____ Supplied data
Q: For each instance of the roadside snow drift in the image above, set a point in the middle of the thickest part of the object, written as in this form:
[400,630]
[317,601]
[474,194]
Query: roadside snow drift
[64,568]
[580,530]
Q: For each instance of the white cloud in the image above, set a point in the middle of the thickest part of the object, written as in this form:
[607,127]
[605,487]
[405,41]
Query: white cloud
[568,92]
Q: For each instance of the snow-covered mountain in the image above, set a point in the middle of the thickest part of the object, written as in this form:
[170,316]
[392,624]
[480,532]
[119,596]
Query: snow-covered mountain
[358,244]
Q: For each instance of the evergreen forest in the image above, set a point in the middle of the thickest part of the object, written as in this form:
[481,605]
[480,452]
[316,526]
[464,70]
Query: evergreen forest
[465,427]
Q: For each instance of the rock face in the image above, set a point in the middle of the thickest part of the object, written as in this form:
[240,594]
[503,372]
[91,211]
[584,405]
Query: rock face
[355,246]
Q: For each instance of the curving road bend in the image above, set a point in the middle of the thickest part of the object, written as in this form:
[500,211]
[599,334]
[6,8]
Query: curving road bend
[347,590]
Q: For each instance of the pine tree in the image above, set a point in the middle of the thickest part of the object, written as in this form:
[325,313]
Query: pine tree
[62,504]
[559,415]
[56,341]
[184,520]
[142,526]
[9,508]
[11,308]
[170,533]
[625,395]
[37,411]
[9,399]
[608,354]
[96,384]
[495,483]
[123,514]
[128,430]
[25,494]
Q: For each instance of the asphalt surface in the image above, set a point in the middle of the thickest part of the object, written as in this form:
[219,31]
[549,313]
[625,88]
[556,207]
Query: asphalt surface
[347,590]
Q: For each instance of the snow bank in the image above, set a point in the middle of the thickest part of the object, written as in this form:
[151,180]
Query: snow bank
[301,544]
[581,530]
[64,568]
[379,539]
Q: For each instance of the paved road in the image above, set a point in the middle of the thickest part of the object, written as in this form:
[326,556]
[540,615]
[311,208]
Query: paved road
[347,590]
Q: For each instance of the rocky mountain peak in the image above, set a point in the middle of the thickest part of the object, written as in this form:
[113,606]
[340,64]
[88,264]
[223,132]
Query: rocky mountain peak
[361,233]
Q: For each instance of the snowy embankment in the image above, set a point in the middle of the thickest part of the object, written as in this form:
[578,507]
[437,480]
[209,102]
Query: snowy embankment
________
# Work to complete
Reproduce verbatim the lines above, from the line with "Q: For each instance of the pine" through the line with "Q: For each instance of the asphalt".

# Answer below
Q: For each instance of the pine tree in the image above, set a point in the middle of the thickest part of the object, written as in this form:
[325,313]
Query: pine tree
[62,504]
[559,415]
[56,341]
[184,520]
[142,526]
[9,508]
[11,308]
[170,533]
[625,395]
[37,411]
[9,399]
[608,354]
[96,384]
[495,483]
[123,514]
[128,430]
[25,494]
Q: For each instance of the asphalt surface in the image above, set a point in the middle of the thickest part of the object, written as in this form:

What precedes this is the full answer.